#### [Required task]
In the book review below, which chapter of How to Lie with Statistics explains how bar graphs and line graphs can mislead?

#### [Excerpted text]
1) 1956 Work on Using Statistics to Lie Holds Up Well
It was early in 2007 when I first heard about a 1954 book called How to Lie with Statistics, by Darrell Huff. Though I knew next to nothing about it aside from its title, that alone made me want to read it, since it seemed like it promised to be an entertaining work that I’d learn something from. While I was unable to get a copy of it then, I vowed that I would find and read it someday.
As it happened, it took over a decade for “someday” to arrive. But, in spring 2019, it finally did: at long last, I was able to read that work. And it was worth the wait, because it explains in a user-friendly manner how people can use statistics to mislead, and spells out how to tell when different graphs, facts, and figures are being used to deceive.
Contentwise, this text gives basic overviews of different ways of spreading misinformation with statistics, such as biased statistical samples, meaningless facts or data in advertising, and committing the post hoc fallacy (i.e., confusing correlation with causation) when making claims. The author also gives easy-to-understand explanations about how people can use these to fool others. As an example, its fifth chapter includes diagrams and real world examples (albeit ones from 1954) that effectively explain how bar graphs and line graphs can be misleading. Likewise, it largely avoids use of math except when absolutely necessary, such as when it goes over what mean, median, and mode represent in real life.
Also, this book gives insights about statistical trickery that are just as relevant in 2021 as they were in 1954. For example, in chapter 9 it makes clear that exact numbers (e.g. $197.22) are easier to believe than rounded ones (such as $200), even if they’re made up. As well, its final chapter emphasizes that, when looking at graphs or statistical figures, there are several very important questions to ask, including what they mean, how they were worked out, what is not included in the calculations, whether or not whoever reported them has an agenda, or if they make sense. A big one, though, is this: If the statistic in question is making a comparison between two things, is it comparing two related phenomena (such as factors related to TOEFL scores) or two unrelated ones (like the number of people who drown in swimming pools each year and how many films starred Nicholas Cage that year)?
However, How to Lie with Statistics was published in 1954, so statistics and instances it cites show their age, such as figures that are rather low (e.g. on page 13, the author writes that Yale graduates from 1924 made just $25,000 per year by 1954) and startling examples (such as ones in chapters 7 and 8 that have to do with smoking, which many Americans view negatively today). Even with such obsolete illustrations and numbers, though, its lessons are still easy to understand.

#### [Data entries]
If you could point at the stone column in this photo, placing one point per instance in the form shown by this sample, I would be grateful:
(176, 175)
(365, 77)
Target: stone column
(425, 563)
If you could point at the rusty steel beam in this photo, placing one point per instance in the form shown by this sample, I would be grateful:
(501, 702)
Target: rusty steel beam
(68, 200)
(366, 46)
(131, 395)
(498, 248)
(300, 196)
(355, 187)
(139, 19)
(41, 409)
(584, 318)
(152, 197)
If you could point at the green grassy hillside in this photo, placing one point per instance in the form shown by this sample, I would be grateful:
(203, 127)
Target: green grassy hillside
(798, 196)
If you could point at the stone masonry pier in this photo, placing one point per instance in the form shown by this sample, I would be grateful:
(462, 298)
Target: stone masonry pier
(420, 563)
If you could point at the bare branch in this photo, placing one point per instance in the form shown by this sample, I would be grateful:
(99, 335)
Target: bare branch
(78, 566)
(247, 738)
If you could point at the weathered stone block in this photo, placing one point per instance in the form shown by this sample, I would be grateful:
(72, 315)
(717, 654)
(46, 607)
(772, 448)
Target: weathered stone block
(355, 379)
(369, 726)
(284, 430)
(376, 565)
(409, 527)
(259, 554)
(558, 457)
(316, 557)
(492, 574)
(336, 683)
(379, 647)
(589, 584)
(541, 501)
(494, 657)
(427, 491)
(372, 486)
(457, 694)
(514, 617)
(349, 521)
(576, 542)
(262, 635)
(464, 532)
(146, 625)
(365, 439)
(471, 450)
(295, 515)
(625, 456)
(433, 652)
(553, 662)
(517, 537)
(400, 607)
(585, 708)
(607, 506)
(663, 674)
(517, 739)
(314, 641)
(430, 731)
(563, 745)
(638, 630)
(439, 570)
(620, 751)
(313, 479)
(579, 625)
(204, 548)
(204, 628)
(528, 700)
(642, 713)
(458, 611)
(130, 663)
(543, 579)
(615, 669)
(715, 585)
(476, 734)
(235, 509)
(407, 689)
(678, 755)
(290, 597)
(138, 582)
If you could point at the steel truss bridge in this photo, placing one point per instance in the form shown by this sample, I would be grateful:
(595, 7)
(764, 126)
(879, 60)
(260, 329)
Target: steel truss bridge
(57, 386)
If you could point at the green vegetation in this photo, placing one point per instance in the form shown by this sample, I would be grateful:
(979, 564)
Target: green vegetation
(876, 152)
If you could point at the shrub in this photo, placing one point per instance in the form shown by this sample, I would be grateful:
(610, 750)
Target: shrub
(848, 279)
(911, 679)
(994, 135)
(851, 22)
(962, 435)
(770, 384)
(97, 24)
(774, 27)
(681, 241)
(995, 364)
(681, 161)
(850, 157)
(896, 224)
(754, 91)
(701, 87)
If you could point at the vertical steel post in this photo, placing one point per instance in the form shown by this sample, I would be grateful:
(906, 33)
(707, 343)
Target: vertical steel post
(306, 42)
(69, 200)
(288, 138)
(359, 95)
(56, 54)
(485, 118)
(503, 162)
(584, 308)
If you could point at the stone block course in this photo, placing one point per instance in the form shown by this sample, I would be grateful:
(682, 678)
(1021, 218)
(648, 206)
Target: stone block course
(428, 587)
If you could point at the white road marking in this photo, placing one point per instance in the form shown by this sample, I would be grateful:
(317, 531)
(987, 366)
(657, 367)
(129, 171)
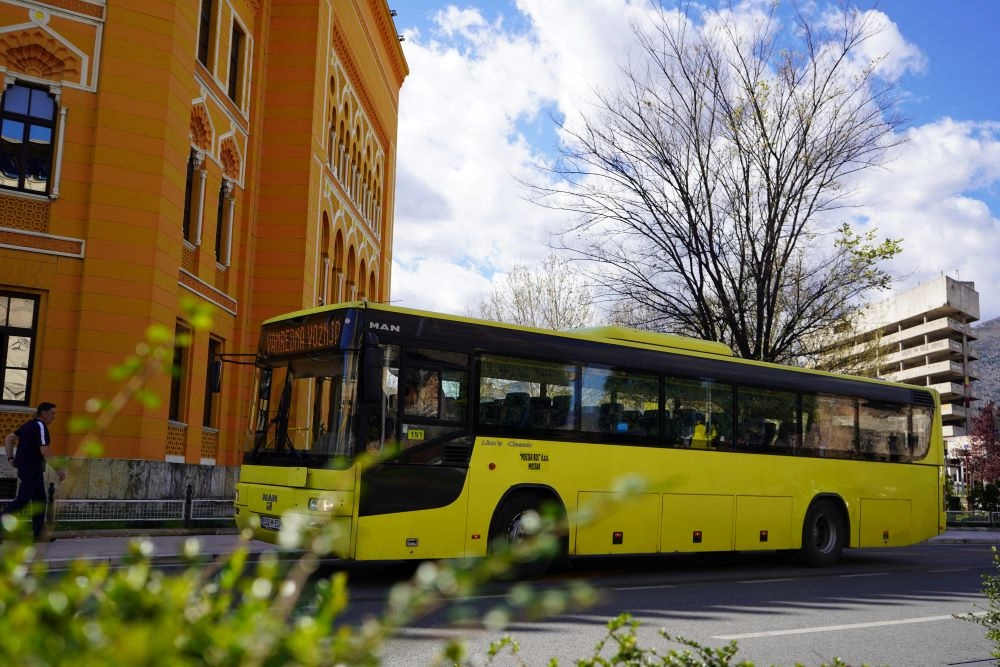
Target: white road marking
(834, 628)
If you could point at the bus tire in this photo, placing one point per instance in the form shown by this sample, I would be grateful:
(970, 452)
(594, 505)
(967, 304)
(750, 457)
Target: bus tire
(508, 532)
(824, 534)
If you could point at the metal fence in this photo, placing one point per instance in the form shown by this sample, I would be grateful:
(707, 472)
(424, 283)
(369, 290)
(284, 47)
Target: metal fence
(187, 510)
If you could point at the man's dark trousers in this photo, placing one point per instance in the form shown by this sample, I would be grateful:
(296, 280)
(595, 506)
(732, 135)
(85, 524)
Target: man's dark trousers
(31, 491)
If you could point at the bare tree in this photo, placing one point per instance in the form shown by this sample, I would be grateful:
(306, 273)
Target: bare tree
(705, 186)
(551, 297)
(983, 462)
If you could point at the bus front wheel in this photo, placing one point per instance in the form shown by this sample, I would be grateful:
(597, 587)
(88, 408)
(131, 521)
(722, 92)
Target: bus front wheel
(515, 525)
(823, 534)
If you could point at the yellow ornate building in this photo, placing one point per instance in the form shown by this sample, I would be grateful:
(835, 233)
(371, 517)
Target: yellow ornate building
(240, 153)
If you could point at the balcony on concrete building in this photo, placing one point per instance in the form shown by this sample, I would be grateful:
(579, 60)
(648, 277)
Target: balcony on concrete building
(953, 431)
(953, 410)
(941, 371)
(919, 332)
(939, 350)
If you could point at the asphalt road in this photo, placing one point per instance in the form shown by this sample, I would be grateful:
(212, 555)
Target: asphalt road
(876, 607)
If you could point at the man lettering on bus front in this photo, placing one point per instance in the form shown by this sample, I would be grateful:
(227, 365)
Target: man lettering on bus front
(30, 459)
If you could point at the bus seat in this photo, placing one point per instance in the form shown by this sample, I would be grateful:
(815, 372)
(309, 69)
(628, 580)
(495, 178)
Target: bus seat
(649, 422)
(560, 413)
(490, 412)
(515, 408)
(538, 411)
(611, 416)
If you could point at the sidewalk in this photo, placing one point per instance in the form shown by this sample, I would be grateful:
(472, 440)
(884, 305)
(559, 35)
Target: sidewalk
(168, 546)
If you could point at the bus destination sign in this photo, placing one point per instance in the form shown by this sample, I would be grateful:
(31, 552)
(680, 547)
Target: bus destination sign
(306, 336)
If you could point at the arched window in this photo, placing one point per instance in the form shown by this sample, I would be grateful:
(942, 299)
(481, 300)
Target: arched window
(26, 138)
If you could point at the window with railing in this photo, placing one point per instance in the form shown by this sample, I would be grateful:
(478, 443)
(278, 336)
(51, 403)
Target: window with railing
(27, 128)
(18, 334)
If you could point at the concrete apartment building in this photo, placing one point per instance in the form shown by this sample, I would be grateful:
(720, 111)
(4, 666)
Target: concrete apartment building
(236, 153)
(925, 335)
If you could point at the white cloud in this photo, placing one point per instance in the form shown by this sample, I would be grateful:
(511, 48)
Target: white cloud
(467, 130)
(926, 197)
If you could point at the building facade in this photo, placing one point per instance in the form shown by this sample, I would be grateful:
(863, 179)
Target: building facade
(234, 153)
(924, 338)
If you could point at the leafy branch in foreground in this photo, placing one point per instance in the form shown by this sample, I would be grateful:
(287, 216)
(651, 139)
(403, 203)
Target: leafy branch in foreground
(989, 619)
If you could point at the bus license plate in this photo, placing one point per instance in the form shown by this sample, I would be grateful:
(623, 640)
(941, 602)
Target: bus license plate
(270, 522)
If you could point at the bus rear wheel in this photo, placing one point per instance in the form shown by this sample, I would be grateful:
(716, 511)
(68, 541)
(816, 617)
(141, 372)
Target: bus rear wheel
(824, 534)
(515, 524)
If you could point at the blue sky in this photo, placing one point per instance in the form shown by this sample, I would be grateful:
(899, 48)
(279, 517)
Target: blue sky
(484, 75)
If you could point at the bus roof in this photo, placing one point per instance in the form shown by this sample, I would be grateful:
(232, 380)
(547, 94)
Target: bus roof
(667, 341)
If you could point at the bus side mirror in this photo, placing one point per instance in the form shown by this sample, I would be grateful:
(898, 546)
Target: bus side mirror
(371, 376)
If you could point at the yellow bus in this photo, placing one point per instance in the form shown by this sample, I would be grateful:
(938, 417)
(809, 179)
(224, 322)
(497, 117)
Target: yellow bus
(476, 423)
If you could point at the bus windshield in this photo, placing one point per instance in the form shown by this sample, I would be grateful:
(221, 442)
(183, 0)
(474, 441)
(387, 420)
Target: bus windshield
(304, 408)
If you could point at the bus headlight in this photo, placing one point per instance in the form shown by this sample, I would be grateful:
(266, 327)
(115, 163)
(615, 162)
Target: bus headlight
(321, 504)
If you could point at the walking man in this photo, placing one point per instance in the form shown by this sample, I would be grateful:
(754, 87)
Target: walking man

#### [Full output]
The fifth chapter.